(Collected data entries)
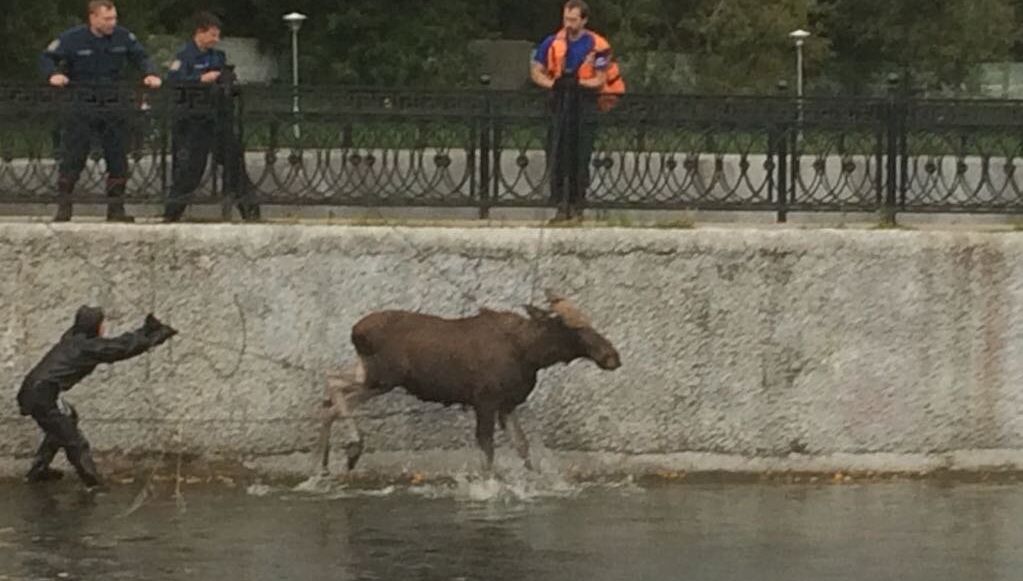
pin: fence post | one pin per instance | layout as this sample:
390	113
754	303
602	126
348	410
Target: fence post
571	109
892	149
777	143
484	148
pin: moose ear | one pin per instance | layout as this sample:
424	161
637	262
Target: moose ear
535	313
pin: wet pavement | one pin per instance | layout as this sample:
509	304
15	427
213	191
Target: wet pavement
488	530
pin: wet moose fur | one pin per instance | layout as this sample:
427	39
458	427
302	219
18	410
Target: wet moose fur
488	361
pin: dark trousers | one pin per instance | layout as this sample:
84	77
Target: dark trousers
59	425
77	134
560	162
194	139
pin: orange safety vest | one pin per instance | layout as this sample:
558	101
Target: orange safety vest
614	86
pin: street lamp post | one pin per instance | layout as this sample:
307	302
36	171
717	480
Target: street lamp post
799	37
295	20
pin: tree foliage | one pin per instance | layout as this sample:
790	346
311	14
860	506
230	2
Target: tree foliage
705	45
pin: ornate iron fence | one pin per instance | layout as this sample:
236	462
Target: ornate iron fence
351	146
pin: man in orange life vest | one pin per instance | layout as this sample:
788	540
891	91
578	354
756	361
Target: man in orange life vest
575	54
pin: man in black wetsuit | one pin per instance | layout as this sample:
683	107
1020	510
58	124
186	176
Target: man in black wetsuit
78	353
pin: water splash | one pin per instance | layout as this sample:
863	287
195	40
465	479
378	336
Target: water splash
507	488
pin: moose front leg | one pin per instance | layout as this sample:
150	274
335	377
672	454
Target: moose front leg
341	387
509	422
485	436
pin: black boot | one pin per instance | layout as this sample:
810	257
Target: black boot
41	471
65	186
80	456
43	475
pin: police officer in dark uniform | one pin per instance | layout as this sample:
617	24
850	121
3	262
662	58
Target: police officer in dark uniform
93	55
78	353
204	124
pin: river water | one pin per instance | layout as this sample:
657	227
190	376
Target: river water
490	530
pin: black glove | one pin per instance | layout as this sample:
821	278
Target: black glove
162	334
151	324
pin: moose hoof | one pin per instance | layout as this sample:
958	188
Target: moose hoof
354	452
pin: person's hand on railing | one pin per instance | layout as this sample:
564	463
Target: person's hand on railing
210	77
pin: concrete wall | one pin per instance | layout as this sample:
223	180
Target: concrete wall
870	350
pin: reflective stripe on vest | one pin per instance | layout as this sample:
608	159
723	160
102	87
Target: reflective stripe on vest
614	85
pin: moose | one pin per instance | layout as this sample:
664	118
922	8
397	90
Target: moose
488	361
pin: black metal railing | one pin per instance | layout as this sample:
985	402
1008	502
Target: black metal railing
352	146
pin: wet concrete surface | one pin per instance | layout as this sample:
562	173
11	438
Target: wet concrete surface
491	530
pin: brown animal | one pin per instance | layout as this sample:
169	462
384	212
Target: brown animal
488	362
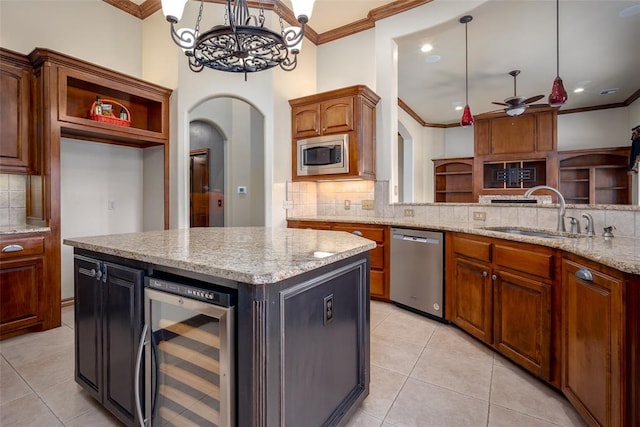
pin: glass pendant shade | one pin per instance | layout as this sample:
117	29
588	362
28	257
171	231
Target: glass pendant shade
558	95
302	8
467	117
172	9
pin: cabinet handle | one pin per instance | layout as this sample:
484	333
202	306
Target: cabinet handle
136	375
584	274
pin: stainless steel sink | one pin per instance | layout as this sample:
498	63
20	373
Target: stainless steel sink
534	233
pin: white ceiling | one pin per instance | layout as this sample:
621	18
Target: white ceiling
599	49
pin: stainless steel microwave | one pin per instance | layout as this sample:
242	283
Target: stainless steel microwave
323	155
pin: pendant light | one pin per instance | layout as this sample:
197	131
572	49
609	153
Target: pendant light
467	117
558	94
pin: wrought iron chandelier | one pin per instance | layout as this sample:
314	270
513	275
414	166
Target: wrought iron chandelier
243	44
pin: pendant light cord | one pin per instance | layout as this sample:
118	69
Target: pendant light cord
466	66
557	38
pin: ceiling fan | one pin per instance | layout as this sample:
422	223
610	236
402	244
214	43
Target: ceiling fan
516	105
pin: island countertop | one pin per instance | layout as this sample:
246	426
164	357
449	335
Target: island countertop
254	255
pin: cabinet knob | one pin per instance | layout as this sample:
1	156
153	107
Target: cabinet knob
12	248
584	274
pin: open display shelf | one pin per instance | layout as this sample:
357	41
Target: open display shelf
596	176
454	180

## What you need to do
Leave out the pictures and print every line of the data exactly.

## Response to the task
pin: fence post | one pin per instance | layout as this sample:
390	113
754	303
602	126
348	410
Target: fence post
571	109
892	149
777	143
484	148
pin: moose ear | one pin per instance | layout as this sample:
424	161
637	262
Target: moose ear
535	313
pin: wet pavement | one pin per instance | layout as this sample:
509	304
15	427
213	191
Target: wet pavement
488	530
pin: wet moose fur | one pin per instance | layout as this sample:
427	39
458	427
302	219
18	410
Target: wet moose fur
488	361
pin: dark trousers | one pin per instance | layout as this sample:
84	77
Target: dark trousers
59	425
77	134
560	162
194	139
pin: orange safety vest | one pin per instance | layout as this sample:
558	101
Target: orange safety vest
614	86
pin: street lamp post | one pin per instance | layout as this sample:
307	302
36	171
717	480
Target: street lamp post
799	37
295	20
pin: tree foliage | one pin per instance | layout as this sample:
790	346
311	14
860	506
230	2
Target: tree foliage
705	45
pin: ornate iron fence | one pin per instance | layout as this sample:
236	462
Target: ornate iron fence
351	146
pin: man in orange life vest | one pin per instance | layout as this sample:
788	540
891	91
578	354
756	361
Target: man in orange life vest
575	54
pin: man in black wetsuit | one pin per instance | layout as this sample:
683	107
1020	510
58	124
186	176
Target: man in black wetsuit
78	353
pin: water splash | one pin per instance | layout as this sample:
863	287
195	40
465	479
378	336
Target: water splash
507	488
pin: moose front leg | one pin per instance | layout as this sample:
150	274
335	377
672	454
Target: moose front leg
341	387
509	422
485	436
pin: black boot | one pin per instance | layout as this sample:
810	257
Target: black boot
41	471
65	186
80	456
43	475
pin: police officer in dark uniform | one pin per instance | layout as this sample:
617	24
850	121
3	262
662	58
Target: police officer in dark uniform
93	55
78	353
204	124
pin: river water | one pin per instance | layout as this sample:
657	227
190	376
Target: river water
490	530
pin: black glove | one pin per instance | layout as this sample:
821	278
Target: black glove
162	334
151	324
pin: moose hoof | one pin per instance | layout as this sample:
958	188
Target: moose hoof
354	452
pin: person's hand on railing | one pin per instance | layout as this sample:
564	463
Target: person's hand on railing
210	77
pin: concrete wall | one pin per instance | layout as this sample:
223	180
Target: concrete wall
870	350
pin: reflective stripe on vest | one pin per instance | layout as this sample:
608	159
723	160
102	87
Target: reflective stripe on vest
614	85
pin: moose | one pin per instance | layout as this sample:
664	118
922	8
397	90
Target: moose
488	361
pin: black metal railing | one pin per instance | layout as this sample:
985	402
1008	502
Target: black metal railing
352	146
pin: wet concrete surface | one pin per instance | layout as this sample:
562	173
11	438
Target: wet concrete surface
491	530
pin: brown animal | one pin per instance | layout as this sample:
169	462
384	212
Target: brown animal
488	362
pin: glass pendant shade | one pin per instance | layout as this sample:
117	29
588	362
28	257
171	231
Target: glass pendant shade
558	95
302	8
467	117
172	9
pin: cabinet handle | one pin per instance | layout as this sample:
484	333
202	306
Target: cabinet handle
136	375
584	274
pin: stainless steel sink | one pin per instance | layout as this sample:
498	63
20	373
Target: stainless steel sink
534	233
pin: white ceiling | one pin per instance | layout as this sample:
621	18
Target: white ceiling
599	49
pin: stainless steel microwave | one pin per instance | layout as this sample:
242	283
Target: stainless steel microwave
323	155
pin: pendant light | one pin per instance | layout as this sample:
197	131
572	49
609	153
Target: pendant light
467	117
558	94
pin: wrought iron chandelier | one pin per instance | layout as this sample:
314	270
513	275
414	166
Target: wrought iron chandelier
243	44
pin: pendant light cord | one pin per instance | layout as this sample:
118	69
Target: pendant light cord
466	66
557	38
pin: ceiling fan | one pin per instance | layout as this sample:
422	223
610	236
402	244
214	43
Target: ceiling fan
516	105
pin: island countertop | one pin per instance | layout as this sample:
246	426
164	357
449	335
Target: island countertop
254	255
pin: cabinet knob | one pin per instance | layout as this sample:
1	156
153	107
Target: cabinet knob
12	248
584	274
pin: open display shelf | one pin per instance | layout as this sample:
357	41
Target: open display shelf
596	176
454	180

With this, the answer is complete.